● DATA FOR THIS EXERCISE
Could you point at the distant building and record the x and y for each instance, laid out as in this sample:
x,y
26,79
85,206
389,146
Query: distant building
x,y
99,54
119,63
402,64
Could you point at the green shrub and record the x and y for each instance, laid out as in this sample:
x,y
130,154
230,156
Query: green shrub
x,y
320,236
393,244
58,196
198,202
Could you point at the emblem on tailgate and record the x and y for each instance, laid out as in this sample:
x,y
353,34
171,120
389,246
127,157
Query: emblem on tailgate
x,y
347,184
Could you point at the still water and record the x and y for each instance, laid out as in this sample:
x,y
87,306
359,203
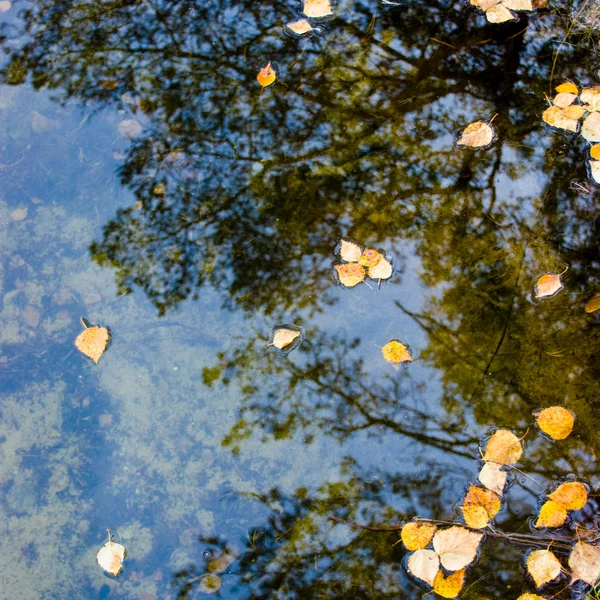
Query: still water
x,y
212,215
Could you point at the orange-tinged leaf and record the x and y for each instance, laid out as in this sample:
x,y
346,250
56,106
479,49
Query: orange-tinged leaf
x,y
503,447
382,270
551,514
284,337
350,274
396,352
350,251
556,421
584,562
477,134
449,587
424,565
370,257
266,76
317,8
567,87
110,557
548,285
493,477
417,535
93,340
593,304
543,566
456,546
571,495
480,506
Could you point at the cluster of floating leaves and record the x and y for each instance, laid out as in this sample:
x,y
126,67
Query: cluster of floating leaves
x,y
500,11
439,557
578,112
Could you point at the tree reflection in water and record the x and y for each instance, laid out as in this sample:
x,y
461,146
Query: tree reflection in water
x,y
354,139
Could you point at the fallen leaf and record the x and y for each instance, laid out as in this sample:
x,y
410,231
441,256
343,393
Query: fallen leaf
x,y
301,27
369,257
317,8
449,587
110,557
564,99
584,561
382,270
477,134
593,304
93,340
396,352
350,251
284,337
499,14
493,477
543,566
350,274
590,129
556,421
456,546
424,565
480,506
548,285
129,128
503,447
266,76
567,87
591,96
416,535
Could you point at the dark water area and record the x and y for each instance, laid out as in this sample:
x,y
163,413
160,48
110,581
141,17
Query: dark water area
x,y
149,183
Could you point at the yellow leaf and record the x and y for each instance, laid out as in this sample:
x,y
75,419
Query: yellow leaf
x,y
548,285
350,274
284,337
369,257
93,340
110,557
567,87
477,134
317,8
503,448
499,14
493,477
456,546
424,565
382,270
571,495
396,352
543,566
350,251
480,506
417,535
584,562
266,76
556,117
449,587
556,421
551,514
590,129
593,304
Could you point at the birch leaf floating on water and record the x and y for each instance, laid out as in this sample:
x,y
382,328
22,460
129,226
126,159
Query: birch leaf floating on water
x,y
548,285
396,352
266,76
555,421
110,557
584,561
543,566
503,448
93,340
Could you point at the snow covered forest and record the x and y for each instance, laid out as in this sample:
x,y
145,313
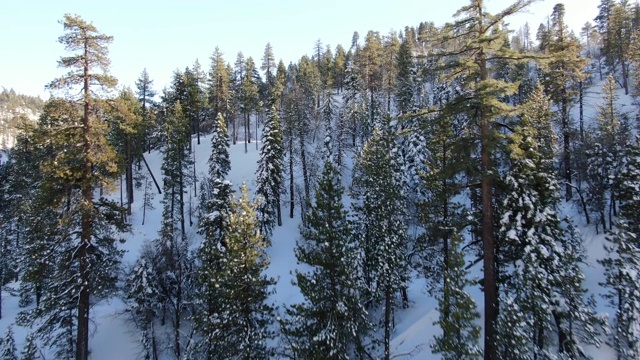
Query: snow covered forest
x,y
461,191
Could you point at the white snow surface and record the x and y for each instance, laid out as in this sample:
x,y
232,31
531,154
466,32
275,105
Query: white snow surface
x,y
114,337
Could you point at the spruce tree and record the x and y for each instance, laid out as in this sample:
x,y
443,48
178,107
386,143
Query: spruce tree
x,y
622,261
94,251
484,43
269,173
142,296
215,209
381,231
241,320
30,349
405,88
8,349
171,248
561,74
145,95
458,312
542,254
219,87
331,321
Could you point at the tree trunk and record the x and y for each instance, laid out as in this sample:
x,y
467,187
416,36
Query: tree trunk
x,y
305,173
488,239
387,322
246,133
86,224
291,187
152,177
566,135
625,82
183,231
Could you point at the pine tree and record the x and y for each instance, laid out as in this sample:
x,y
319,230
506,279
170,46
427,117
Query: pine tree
x,y
268,65
219,88
8,349
241,321
330,323
405,87
269,173
6,242
543,254
145,94
604,156
382,233
30,349
215,190
529,230
215,210
94,249
561,75
126,132
622,262
458,322
484,43
142,296
249,102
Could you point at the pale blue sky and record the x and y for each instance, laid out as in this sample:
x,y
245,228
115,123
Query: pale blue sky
x,y
164,35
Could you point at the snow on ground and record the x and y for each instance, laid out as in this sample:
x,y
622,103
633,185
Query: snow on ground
x,y
113,337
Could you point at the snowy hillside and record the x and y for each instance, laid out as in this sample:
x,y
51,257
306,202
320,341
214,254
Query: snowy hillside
x,y
114,337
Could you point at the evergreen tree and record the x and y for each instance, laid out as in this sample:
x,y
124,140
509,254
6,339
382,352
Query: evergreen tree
x,y
405,87
338,67
215,210
530,229
146,94
219,85
622,262
172,245
484,43
268,66
458,322
561,75
269,174
142,294
6,242
241,321
30,349
215,190
604,156
382,233
545,256
8,349
93,250
126,136
330,323
249,102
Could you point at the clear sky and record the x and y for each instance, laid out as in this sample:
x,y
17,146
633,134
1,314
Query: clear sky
x,y
163,35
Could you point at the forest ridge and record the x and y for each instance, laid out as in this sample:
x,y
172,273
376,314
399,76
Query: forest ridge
x,y
430,153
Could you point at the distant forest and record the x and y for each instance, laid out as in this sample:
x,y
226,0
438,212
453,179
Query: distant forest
x,y
466,143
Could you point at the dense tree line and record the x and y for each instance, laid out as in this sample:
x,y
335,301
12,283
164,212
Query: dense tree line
x,y
465,150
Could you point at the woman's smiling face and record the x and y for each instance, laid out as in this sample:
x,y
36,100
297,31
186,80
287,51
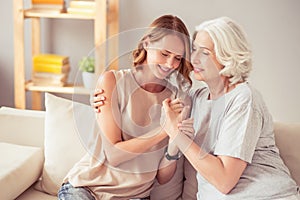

● WORK INSTRUCTIONS
Which of the lines above contain the string "pine"? Gather each one and copy it in full.

● REPLY TO THE EXERCISE
Could you point at the pine tree and record the x and y for each instance, laid out as in this sample:
Query: pine tree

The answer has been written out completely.